(Text passage begins)
Of course, you can’t write down everything. But as you know from taking notes, you don’t have to write every word down to capture the key ideas being communicated.

Write Down Exactly What You Hear

This is the Manager Tools secret weapon against hiring litigation. It’s also much easier for you as an interviewing manager. Write down exactly what you hear.

Many managers try to write down what they hear and simultaneously the conclusions they drew. So they might write: “Story about PM who lost control. Seemed to support manager & turned situation around. Good.”

Here’s why that’s not what to do. First, your conclusions “good” or “bad” are written down in black and white. That’s information for lawyers to twist if for some reason your notes should come up in litigation. There’s a reason police statements are factual. The facts of what was said or done cannot be argued. The conclusions drawn can be argued. If your conclusions are not written on the page, they cannot be discussed. We promise you, if you take good notes, in the way we recommend, you will remember the conclusions you drew. We can from interviews we did ten years ago.

Second, it’s much harder. Taking notes on a conversation is not a skill we practice much. Even when we’re taking notes in meetings, we’re generally taking notes on actions to be taken and things we need to remember. That’s not the same as taking notes on what’s said. Because we don’t practice, we find it much harder when we need to do it. Trying to take notes on what’s said, drawing conclusions, and writing down those conclusions are three things for your brain to do at once. Oh, and remembering to smile and nod at the candidate to keep her comfortable, think of your probing questions, and worry about keeping the interview on time? Don’t introduce additional complexity to a task that is already complex.

Write down what you hear. You’ll be able to take more comprehensive notes within the same timeframe if you just concentrate on this part of the task. For example: “Was deputy PM on 1M project. PM lost control & allocation tasks due to firefighting. C. stayed late one evening to update systems to provide accurate picture, talked PM through suggested task reallocation & supported at team-meeting when reallocation was briefed. Project on time & budget.”

Even if you saw those kind of notes on a candidate you did not interview, you’d draw the same conclusion: “Seemed to support manager & turned situation around. Good.” Now though, you know why the candidate is supportive and good, and so will anyone else who reads your notes.

Writing down what the candidate says is behavioral evidence of whatever recommendation you’re going to make in the Interview Results Capture Meeting (IRCM), which we’ll discuss in Chapter 20. You’re going to have to make a recommendation of whether to hire or not hire the candidate, and back it up with specific behaviors from the interview.
(Text passage ends)
• Required work: Copy the interview note-taking passage word for word, everything from "Of course, you" down to "exactly what you hear.".
(Provided material begins)
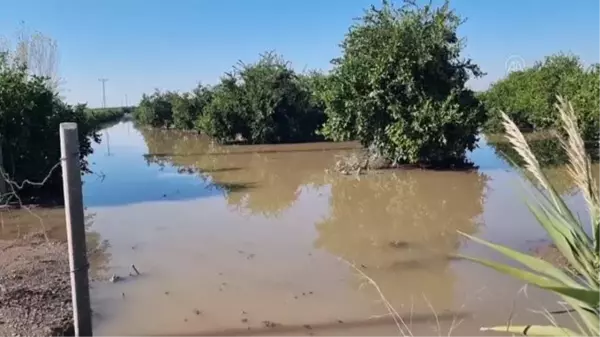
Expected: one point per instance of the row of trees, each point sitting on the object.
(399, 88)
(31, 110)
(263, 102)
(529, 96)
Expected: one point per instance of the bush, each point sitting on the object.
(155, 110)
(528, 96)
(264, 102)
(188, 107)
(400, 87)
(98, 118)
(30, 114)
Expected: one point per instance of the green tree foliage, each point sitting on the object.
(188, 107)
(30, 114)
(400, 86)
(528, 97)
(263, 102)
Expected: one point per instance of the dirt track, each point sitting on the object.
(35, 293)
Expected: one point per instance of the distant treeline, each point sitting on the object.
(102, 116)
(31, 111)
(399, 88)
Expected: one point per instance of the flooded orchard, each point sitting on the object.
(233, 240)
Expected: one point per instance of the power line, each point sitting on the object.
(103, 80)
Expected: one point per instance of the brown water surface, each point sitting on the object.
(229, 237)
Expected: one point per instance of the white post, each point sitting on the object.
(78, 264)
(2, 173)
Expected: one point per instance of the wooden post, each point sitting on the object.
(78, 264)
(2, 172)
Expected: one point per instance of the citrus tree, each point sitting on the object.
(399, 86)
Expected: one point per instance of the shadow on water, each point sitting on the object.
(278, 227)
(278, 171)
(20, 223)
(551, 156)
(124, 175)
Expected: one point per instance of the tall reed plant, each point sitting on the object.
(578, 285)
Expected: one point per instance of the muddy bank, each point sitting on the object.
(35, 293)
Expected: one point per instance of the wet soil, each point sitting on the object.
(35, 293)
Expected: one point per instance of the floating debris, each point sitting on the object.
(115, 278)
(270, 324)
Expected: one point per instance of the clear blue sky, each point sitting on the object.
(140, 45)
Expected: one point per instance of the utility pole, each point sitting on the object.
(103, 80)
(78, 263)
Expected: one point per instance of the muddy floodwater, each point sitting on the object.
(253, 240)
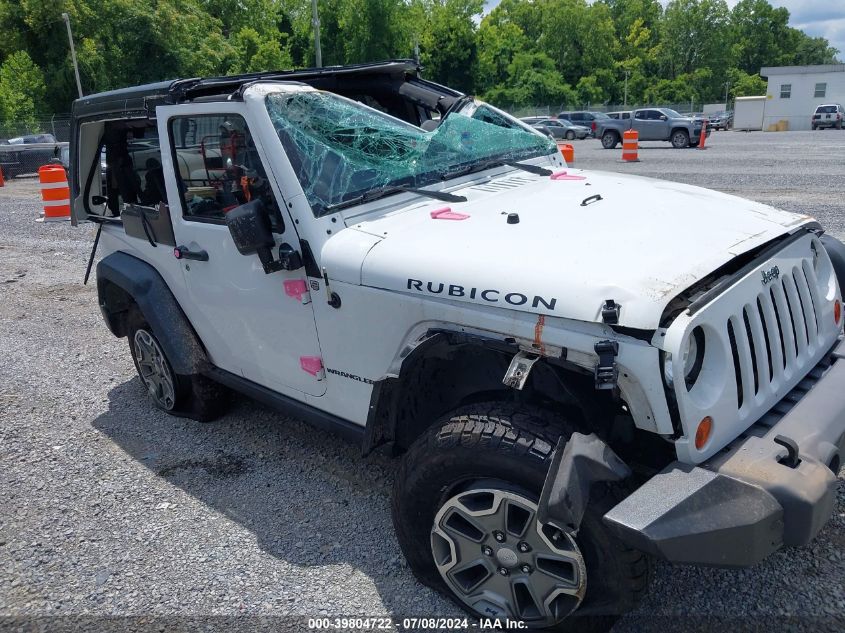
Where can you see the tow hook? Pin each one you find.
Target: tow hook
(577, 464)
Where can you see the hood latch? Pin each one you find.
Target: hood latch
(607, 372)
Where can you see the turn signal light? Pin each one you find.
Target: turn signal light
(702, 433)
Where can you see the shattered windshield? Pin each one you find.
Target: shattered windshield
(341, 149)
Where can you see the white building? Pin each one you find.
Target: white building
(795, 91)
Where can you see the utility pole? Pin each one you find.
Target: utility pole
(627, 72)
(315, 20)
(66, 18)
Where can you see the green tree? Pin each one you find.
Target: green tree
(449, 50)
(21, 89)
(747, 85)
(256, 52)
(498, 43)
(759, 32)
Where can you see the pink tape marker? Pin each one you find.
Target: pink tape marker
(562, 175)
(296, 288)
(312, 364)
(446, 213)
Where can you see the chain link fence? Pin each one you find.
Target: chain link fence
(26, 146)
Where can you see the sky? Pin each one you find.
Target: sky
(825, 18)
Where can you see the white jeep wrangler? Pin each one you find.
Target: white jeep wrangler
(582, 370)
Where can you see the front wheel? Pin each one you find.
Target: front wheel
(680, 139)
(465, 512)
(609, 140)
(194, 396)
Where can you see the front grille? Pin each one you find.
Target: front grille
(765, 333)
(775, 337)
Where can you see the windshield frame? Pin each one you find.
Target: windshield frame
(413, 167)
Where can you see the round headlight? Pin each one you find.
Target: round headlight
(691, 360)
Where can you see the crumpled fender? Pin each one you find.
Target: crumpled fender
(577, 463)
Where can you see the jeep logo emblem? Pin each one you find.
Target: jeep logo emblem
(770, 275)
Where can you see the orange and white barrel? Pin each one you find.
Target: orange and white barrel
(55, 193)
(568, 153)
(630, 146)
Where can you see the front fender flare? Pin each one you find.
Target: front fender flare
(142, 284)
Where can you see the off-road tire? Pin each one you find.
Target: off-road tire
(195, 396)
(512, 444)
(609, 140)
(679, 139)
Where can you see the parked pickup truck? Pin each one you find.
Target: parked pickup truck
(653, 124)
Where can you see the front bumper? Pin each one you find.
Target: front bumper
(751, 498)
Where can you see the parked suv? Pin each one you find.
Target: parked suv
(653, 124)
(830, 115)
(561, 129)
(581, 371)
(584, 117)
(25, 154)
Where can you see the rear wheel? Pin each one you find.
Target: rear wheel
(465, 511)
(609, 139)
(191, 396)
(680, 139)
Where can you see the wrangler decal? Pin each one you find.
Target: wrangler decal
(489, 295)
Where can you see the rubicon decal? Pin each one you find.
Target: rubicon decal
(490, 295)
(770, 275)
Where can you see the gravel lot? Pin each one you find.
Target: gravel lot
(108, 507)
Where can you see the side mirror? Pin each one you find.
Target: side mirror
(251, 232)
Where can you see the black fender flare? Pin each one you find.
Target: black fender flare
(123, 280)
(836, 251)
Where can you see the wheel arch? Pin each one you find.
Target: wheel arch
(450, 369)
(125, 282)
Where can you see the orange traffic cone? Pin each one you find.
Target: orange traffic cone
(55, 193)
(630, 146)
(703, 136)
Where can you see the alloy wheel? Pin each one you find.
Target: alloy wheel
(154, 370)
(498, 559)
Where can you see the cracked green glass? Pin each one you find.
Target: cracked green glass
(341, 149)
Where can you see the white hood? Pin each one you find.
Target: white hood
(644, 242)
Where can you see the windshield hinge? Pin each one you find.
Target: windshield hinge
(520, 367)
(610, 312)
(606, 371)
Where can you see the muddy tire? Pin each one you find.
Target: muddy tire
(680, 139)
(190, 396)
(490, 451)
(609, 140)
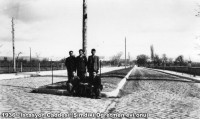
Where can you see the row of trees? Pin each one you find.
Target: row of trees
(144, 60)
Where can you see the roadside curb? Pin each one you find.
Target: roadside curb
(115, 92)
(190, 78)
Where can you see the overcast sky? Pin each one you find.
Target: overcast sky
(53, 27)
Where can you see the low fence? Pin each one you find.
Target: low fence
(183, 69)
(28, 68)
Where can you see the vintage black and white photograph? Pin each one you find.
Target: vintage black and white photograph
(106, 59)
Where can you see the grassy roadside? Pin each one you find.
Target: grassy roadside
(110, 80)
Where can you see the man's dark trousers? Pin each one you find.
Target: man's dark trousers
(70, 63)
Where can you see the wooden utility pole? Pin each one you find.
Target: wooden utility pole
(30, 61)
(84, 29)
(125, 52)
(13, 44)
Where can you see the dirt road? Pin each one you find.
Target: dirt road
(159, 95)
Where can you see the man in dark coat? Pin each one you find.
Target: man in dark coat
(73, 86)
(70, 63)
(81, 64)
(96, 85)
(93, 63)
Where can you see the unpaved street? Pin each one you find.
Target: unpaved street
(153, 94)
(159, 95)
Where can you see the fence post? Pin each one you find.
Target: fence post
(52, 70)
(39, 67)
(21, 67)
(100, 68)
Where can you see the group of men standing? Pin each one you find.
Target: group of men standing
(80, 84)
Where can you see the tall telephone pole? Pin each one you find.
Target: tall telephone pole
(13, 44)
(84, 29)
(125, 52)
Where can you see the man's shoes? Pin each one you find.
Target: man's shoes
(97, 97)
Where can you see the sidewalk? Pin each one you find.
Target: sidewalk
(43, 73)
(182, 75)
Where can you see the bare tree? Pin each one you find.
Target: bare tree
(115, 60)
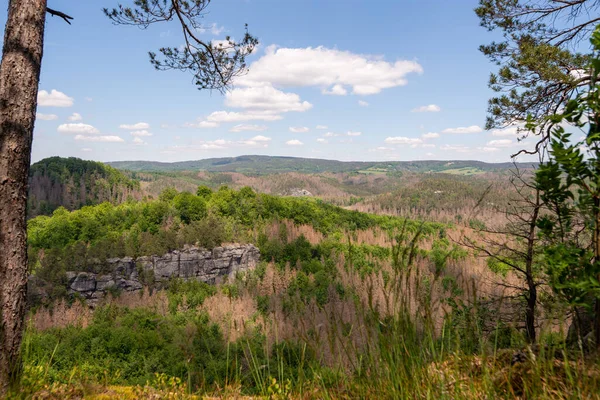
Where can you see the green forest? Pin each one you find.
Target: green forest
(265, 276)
(Provided material ends)
(Provided material begins)
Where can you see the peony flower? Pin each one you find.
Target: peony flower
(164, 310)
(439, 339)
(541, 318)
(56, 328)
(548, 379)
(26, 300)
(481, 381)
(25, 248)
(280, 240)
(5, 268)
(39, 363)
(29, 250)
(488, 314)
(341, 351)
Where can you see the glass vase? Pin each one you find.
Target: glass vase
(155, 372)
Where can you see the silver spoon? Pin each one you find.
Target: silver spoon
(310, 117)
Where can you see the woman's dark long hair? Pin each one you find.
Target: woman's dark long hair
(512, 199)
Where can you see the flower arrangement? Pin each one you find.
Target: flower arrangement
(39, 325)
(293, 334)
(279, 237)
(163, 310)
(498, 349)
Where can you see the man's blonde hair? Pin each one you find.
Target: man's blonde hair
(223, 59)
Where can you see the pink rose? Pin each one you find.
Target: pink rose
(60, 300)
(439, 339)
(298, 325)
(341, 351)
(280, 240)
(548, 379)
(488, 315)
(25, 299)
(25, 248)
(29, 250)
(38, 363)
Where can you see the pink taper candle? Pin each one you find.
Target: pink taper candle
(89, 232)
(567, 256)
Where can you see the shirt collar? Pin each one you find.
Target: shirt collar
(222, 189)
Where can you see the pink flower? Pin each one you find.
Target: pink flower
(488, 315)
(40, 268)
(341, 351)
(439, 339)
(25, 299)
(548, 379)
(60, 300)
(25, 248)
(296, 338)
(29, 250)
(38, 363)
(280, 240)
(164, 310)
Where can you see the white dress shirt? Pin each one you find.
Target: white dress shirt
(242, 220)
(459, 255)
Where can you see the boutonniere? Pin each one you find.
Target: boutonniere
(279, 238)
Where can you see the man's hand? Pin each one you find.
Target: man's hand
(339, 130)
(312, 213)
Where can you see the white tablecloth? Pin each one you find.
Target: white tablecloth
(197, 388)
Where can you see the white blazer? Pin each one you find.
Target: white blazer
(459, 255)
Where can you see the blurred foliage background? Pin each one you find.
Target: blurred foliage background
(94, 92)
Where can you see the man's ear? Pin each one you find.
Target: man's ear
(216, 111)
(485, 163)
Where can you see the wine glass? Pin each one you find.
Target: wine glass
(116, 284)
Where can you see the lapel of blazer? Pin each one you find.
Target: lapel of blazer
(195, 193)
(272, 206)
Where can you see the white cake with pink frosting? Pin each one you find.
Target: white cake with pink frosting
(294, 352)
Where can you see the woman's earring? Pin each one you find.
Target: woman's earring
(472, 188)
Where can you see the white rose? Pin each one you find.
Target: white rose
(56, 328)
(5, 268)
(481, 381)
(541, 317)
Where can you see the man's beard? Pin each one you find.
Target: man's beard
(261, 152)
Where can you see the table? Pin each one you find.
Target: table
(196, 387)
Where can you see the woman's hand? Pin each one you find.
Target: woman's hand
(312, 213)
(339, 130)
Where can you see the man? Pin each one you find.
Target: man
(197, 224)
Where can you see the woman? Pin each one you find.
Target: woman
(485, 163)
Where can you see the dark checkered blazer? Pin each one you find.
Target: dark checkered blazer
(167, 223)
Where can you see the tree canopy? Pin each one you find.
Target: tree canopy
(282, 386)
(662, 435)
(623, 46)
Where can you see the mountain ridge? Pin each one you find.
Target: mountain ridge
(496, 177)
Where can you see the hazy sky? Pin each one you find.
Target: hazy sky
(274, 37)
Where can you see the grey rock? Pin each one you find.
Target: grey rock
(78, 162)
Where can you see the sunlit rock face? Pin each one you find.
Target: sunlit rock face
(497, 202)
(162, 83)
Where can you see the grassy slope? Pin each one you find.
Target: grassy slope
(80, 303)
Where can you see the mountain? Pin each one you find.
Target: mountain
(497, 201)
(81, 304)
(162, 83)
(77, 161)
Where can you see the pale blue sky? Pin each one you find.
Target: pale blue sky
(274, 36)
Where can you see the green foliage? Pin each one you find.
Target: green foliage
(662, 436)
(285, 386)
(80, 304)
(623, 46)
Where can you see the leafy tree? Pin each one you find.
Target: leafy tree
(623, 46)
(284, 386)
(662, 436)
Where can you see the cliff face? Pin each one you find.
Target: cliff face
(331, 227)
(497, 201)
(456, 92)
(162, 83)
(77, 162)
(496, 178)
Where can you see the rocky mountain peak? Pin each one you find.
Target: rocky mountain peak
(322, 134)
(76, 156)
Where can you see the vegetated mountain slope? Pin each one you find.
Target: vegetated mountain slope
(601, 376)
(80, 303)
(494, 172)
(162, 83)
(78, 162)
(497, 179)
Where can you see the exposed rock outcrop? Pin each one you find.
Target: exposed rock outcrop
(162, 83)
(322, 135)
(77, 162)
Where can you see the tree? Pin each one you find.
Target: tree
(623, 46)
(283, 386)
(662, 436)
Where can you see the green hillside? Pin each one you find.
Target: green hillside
(Provided material ends)
(Provided material begins)
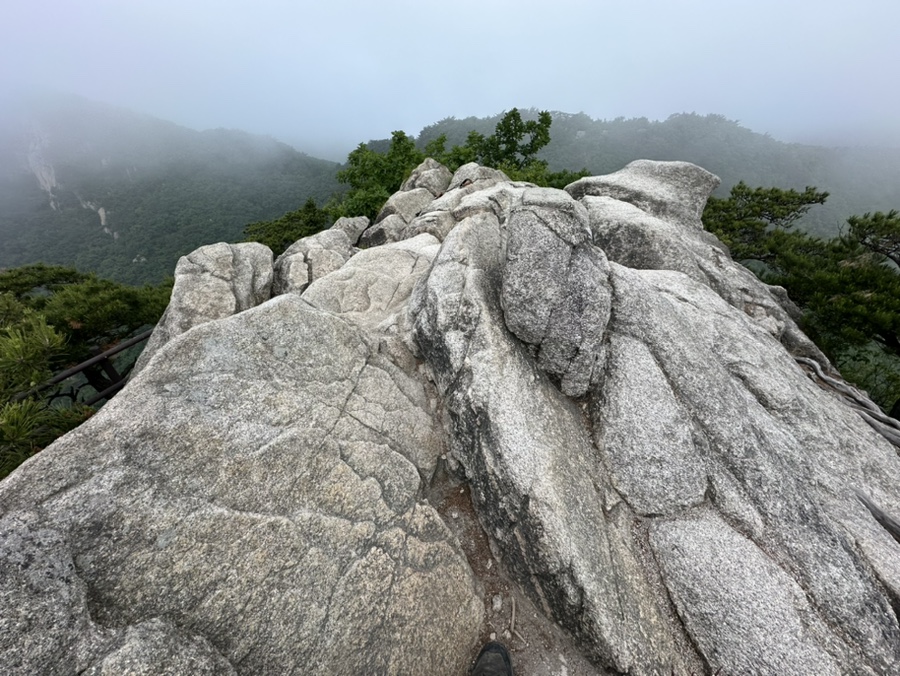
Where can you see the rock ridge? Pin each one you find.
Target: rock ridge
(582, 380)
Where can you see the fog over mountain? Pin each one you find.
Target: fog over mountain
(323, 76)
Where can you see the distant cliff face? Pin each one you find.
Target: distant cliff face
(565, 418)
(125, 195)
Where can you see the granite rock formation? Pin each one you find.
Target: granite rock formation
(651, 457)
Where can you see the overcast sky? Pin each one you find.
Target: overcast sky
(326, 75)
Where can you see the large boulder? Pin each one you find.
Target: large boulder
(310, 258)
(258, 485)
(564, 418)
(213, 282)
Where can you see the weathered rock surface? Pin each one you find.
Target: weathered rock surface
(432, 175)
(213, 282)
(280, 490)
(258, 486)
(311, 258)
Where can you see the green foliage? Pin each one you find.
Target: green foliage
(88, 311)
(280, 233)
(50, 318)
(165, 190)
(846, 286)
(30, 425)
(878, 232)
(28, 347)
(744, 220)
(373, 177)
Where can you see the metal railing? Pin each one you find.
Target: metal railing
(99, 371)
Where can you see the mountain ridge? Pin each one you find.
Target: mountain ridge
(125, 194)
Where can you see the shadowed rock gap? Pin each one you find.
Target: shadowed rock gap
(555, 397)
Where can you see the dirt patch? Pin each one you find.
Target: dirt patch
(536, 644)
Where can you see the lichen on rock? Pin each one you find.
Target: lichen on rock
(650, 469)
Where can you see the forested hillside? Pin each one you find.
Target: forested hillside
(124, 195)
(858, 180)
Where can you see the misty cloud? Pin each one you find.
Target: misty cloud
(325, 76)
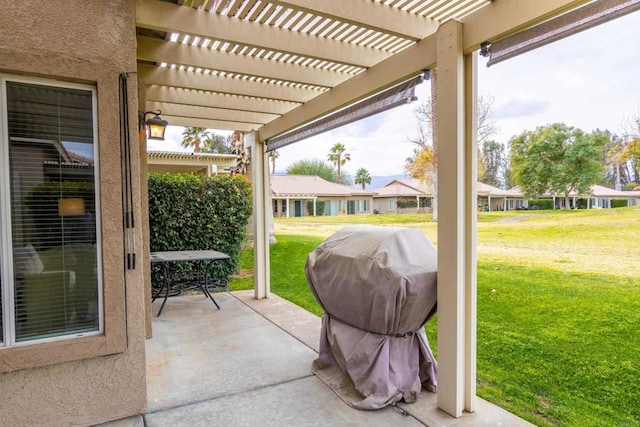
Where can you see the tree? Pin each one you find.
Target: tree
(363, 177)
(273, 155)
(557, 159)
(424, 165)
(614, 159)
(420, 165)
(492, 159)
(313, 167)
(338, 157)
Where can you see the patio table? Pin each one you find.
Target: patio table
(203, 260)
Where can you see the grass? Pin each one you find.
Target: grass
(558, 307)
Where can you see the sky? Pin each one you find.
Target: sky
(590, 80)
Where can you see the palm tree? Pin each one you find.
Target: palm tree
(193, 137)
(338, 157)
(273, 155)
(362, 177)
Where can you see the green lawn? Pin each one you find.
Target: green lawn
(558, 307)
(Provided material ends)
• Reply:
Of course, you can’t write down everything. But as you know from taking notes, you don’t have to write every word down to capture the key ideas being communicated.

Write Down Exactly What You Hear

This is the Manager Tools secret weapon against hiring litigation. It’s also much easier for you as an interviewing manager. Write down exactly what you hear.